SC14D9C 1 dp10458_sc14d9c.htm

 



UNITED STATES
SECURITIES AND EXCHANGE COMMISSION
Washington, D.C. 20549
 

 
 
SCHEDULE 14D-9
(RULE 14d-101)
 
SOLICITATION/RECOMMENDATION STATEMENT UNDER
SECTION 14(D)(4) OF THE SECURITIES EXCHANGE ACT OF 1934

 
YPF Sociedad Anónima
(Name of Subject Company)
 

 
YPF Sociedad Anónima
(Name of Person(s) Filing Statement)

 
Class D Common Shares
Par value 10 pesos per share (the “Class D Shares”)
American Depositary Shares, Each Representing One Class D Share (the “ADSs”)
(Title of Class of Securities)
 
P9897X131 (Class D Shares); 984245100 (ADSs)
(CUSIP Number of Class of Securities)
 
Alejandro D. Quiroga
YPF Sociedad Anónima
Avenida Pte. R. Sáenz Peña 777
C1035AAC Ciudad Autónoma de Buenos Aires, Argentina
(011-3491) 348-8100
 
(Name, Address and Telephone Number of Person Authorized to Receive Notices
and Communications on Behalf of the Person(s) Filing Statement)
 
With a Copy to:
Nicholas A. Kronfeld
Davis Polk & Wardwell
450 Lexington Avenue
New York, NY 10017
(212) 450-4000
 



 
 
Buenos Aires, July 17, 2008



 
Re.: Tender Offer by Petersen Energía Inversora S.A.
 
 
  Dear Shareholder:

We hereby inform you that, on May 20, 2008, YPF S.A. received a letter from Petersen Energía Inversora S.A. (“PEISA”), which stated that PEISA will carry out a tender offer for all the outstanding shares of YPF S.A.

 
Please find attached hereto the letter received from PEISA, in compliance with article 7°, item (f) (iii) of the By-Laws of YPF S.A., pursuant to which the Company is required to mail to each shareholder a copy of any tender offer notice received by the Company.

__TASK BRIEF__:
Pick up the YPF tender offer filing after its last sentence and continue writing it. The entries after this aren't needed.

__DATASET EXTRACT__:
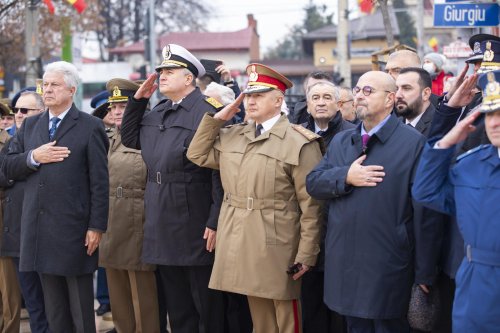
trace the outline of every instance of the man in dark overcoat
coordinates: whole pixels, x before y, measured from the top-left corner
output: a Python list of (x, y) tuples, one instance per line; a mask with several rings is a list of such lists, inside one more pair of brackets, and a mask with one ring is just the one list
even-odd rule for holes
[[(212, 197), (215, 171), (186, 157), (205, 112), (222, 105), (196, 87), (205, 69), (188, 50), (169, 44), (162, 55), (158, 74), (129, 99), (121, 127), (123, 145), (141, 149), (148, 169), (142, 259), (157, 265), (173, 332), (223, 332), (222, 293), (208, 288), (221, 205)], [(145, 113), (158, 86), (167, 99)]]
[(26, 179), (20, 271), (40, 274), (52, 332), (95, 332), (92, 274), (108, 217), (108, 138), (102, 121), (78, 110), (78, 71), (47, 65), (47, 111), (27, 118), (2, 170)]
[(414, 267), (410, 189), (425, 138), (391, 111), (396, 85), (367, 72), (353, 89), (362, 123), (337, 134), (307, 176), (308, 192), (328, 200), (325, 302), (349, 332), (407, 332)]

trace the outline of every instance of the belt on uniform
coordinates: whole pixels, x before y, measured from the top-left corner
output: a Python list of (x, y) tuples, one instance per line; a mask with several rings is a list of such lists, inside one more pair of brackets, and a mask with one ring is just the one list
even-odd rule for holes
[(467, 245), (465, 253), (469, 262), (500, 267), (500, 252), (498, 251), (480, 250)]
[(143, 189), (132, 189), (132, 188), (123, 188), (118, 186), (116, 188), (112, 188), (109, 190), (109, 196), (117, 198), (144, 198), (144, 190)]
[(297, 201), (285, 201), (276, 199), (256, 199), (252, 197), (238, 197), (231, 193), (224, 193), (224, 202), (229, 206), (245, 208), (247, 210), (278, 209), (299, 211)]
[(189, 172), (161, 172), (149, 171), (148, 181), (157, 184), (166, 183), (211, 183), (212, 177), (206, 174), (196, 174)]

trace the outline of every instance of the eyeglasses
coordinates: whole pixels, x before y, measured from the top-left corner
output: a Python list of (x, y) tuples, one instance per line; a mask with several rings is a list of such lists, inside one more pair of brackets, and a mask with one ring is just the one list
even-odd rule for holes
[[(352, 88), (352, 93), (354, 95), (356, 95), (360, 91), (363, 91), (363, 95), (370, 96), (372, 93), (376, 92), (377, 89), (372, 88), (370, 86), (364, 86), (363, 88), (360, 88), (360, 87), (356, 86), (356, 87)], [(383, 90), (383, 91), (388, 92), (388, 93), (392, 92), (392, 91), (388, 91), (388, 90)]]
[(28, 111), (36, 111), (38, 109), (29, 109), (29, 108), (14, 108), (14, 113), (21, 112), (22, 114), (27, 114)]

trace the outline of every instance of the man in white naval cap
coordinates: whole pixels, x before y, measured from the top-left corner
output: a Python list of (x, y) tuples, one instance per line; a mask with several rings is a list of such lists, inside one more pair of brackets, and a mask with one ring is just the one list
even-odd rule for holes
[[(217, 171), (186, 158), (205, 112), (222, 105), (196, 87), (205, 68), (188, 50), (169, 44), (162, 55), (128, 100), (121, 128), (148, 169), (142, 259), (158, 266), (172, 332), (223, 332), (222, 294), (208, 288), (222, 185)], [(158, 87), (166, 99), (145, 113)]]

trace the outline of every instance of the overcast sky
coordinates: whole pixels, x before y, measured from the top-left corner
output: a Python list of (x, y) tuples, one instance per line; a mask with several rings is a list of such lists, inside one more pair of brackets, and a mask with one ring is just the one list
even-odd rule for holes
[[(327, 13), (334, 15), (337, 21), (337, 0), (312, 0), (316, 5), (327, 5)], [(349, 0), (349, 8), (355, 10), (357, 0)], [(257, 20), (257, 32), (260, 36), (261, 52), (281, 40), (292, 26), (302, 23), (305, 17), (304, 7), (309, 0), (212, 0), (212, 18), (207, 23), (208, 31), (235, 31), (247, 26), (247, 14), (253, 14)], [(355, 14), (355, 13), (353, 13)]]

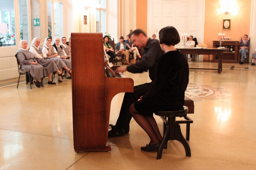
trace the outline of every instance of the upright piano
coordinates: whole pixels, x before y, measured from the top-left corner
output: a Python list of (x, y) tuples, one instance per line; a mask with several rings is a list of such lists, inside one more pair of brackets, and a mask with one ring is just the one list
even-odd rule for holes
[(73, 133), (76, 152), (111, 150), (106, 144), (111, 101), (118, 93), (133, 90), (131, 78), (109, 76), (111, 75), (106, 71), (103, 37), (102, 33), (71, 34)]

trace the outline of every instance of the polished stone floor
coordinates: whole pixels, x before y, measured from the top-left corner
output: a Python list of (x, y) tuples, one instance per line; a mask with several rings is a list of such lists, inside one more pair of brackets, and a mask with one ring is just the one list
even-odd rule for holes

__REPLY__:
 

Sincerely,


 
YPF S.A.



****

The tender offer described herein has not commenced. Shareholders should read YPF S.A.’s recommendation statement carefully when it is available because it will contain important information about the tender offer. YPF S.A.’s recommendation statement can be obtained free of charge when it is available from the website of the United States Securities and Exchange Commission, at www.sec.gov or by contacting YPF S.A. at inversores@repsolypf.com or +11 5411-4329-2000.
 
 
 
YPF S.A.
Avenida Roque Sáenz Peña 777
C1035AAC Buenos Aires, Argentina
Tel. 5411 4329 2000
 
 

 
Buenos Aires, May 20, 2008


Messrs.
YPF S.A.
Av. Pte. R. Sáenz Peña 777, 8th floor
City of Buenos Aires
At.: Chairman of the Board of Directors
Mr. Antonio Brufau Niubó

Dear Sirs,

We hereby address you in connection with Article 7 of the By-laws of YPF S.A. and in compliance with Article 3, paragraph b.1), Chapter XXVII, of the Rules of the  Comisión Nacional de Valores.
 
In such respect, as you know, on February 21, 2008, Petersen Energía, S.A. ("PESA"), a company indirectly controlled by Messrs. Enrique and Sebastián Eskenazi, and Matías and Ezequiel Eskenazi Storey (the “ Eskenazi Family ) purchased shares representing 14.9% of the capital stock of YPF S.A.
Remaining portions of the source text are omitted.